=== WORK REQUIRED ===
Edit the data from its start through the line containing "[367,226,404,262]", changing "mark" to "outline" and leaving everything else unchanged. Leave the pictures out of your answer.

-- start of THE INPUT --

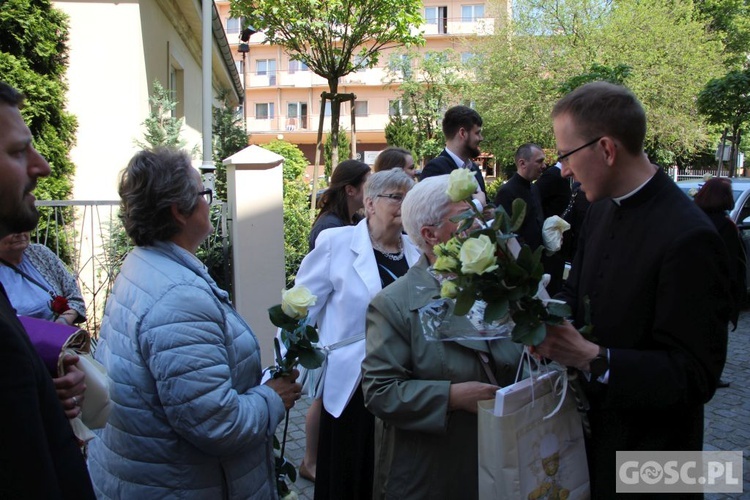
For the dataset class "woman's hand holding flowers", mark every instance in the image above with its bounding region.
[266,369,302,410]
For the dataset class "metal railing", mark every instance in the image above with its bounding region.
[31,200,232,336]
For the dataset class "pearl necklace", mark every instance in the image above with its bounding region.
[367,226,404,262]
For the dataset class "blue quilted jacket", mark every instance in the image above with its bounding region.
[89,242,284,500]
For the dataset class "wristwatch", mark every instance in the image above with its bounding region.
[589,346,609,378]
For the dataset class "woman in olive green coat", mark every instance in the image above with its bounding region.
[362,175,521,499]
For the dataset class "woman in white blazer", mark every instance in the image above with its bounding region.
[296,169,419,500]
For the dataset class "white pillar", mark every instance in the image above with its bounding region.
[224,146,285,368]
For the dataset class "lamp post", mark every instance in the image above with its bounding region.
[237,26,256,135]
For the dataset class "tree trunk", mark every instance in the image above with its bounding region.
[322,78,340,173]
[716,127,727,177]
[729,126,740,177]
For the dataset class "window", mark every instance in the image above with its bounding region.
[461,52,476,64]
[388,54,412,79]
[289,60,310,75]
[255,59,276,76]
[354,101,367,116]
[461,4,484,23]
[353,56,370,71]
[227,17,242,35]
[169,65,185,118]
[286,102,307,130]
[424,7,448,33]
[255,102,274,120]
[388,99,409,116]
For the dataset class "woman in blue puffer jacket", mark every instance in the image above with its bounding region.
[89,149,301,500]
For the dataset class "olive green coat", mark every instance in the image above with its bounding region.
[362,257,521,500]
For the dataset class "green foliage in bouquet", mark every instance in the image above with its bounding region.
[268,285,325,498]
[268,304,325,378]
[433,169,571,345]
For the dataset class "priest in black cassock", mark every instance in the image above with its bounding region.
[0,82,95,500]
[419,105,487,206]
[535,163,571,295]
[495,142,544,251]
[536,82,731,498]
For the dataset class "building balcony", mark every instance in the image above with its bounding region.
[419,17,497,36]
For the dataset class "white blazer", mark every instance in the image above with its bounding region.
[295,219,420,418]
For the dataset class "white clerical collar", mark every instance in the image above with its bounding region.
[445,146,471,168]
[612,171,656,205]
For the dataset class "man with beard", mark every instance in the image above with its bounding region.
[535,82,731,498]
[495,142,546,250]
[0,82,94,499]
[419,106,487,205]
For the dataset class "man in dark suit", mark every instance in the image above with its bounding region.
[495,142,544,251]
[536,82,730,498]
[419,106,487,205]
[0,82,94,499]
[536,163,570,295]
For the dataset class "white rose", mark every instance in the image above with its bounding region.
[281,285,317,319]
[542,215,570,253]
[459,234,498,274]
[445,168,479,202]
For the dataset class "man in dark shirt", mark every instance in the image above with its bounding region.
[536,82,730,498]
[419,106,487,206]
[495,142,544,251]
[0,82,94,499]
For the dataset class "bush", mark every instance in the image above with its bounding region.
[263,141,312,287]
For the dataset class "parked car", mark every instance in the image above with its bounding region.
[677,177,750,292]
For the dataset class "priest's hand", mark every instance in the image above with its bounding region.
[532,321,599,371]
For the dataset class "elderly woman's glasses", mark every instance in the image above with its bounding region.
[375,193,404,204]
[198,189,214,205]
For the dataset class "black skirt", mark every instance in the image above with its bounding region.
[315,385,375,500]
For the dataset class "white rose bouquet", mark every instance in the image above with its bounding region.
[430,169,570,345]
[268,285,325,498]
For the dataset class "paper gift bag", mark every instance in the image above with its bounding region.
[18,316,111,441]
[478,379,590,500]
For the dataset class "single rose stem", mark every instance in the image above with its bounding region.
[281,410,289,460]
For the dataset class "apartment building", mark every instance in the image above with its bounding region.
[216,0,510,162]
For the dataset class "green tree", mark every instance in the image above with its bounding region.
[135,80,187,149]
[560,63,631,95]
[0,0,77,261]
[323,132,352,179]
[231,0,423,171]
[475,0,722,165]
[388,50,469,159]
[695,0,750,69]
[213,89,247,201]
[263,141,311,287]
[385,109,417,151]
[698,67,750,177]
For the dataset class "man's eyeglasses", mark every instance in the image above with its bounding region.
[557,135,604,163]
[375,193,404,203]
[198,189,214,205]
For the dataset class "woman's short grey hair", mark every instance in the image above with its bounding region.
[401,175,453,252]
[365,169,414,198]
[118,148,198,246]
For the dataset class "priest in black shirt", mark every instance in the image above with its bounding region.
[536,82,731,498]
[495,142,544,251]
[0,82,94,499]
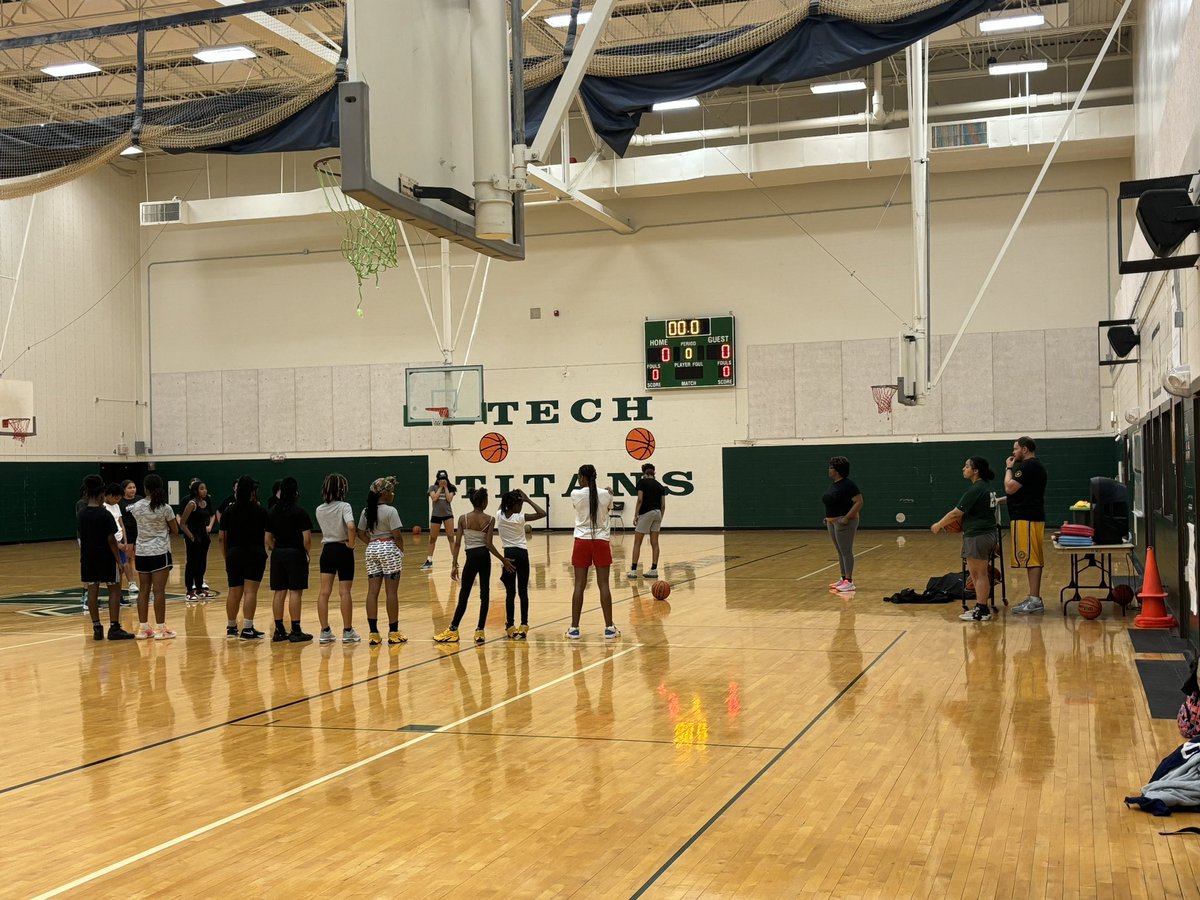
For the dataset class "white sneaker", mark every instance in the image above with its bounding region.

-- end of THE INPUT --

=== CORRECT RESULT ===
For the dataset class "woman's hand holding flowers", outline every instance in the image above with its bounding region.
[266,369,302,410]
For the dataset class "metal railing", outline every instance in the image above with its bounding region.
[31,200,232,336]
For the dataset class "pearl necklace", outline every instance in the image above with its bounding region.
[367,226,404,262]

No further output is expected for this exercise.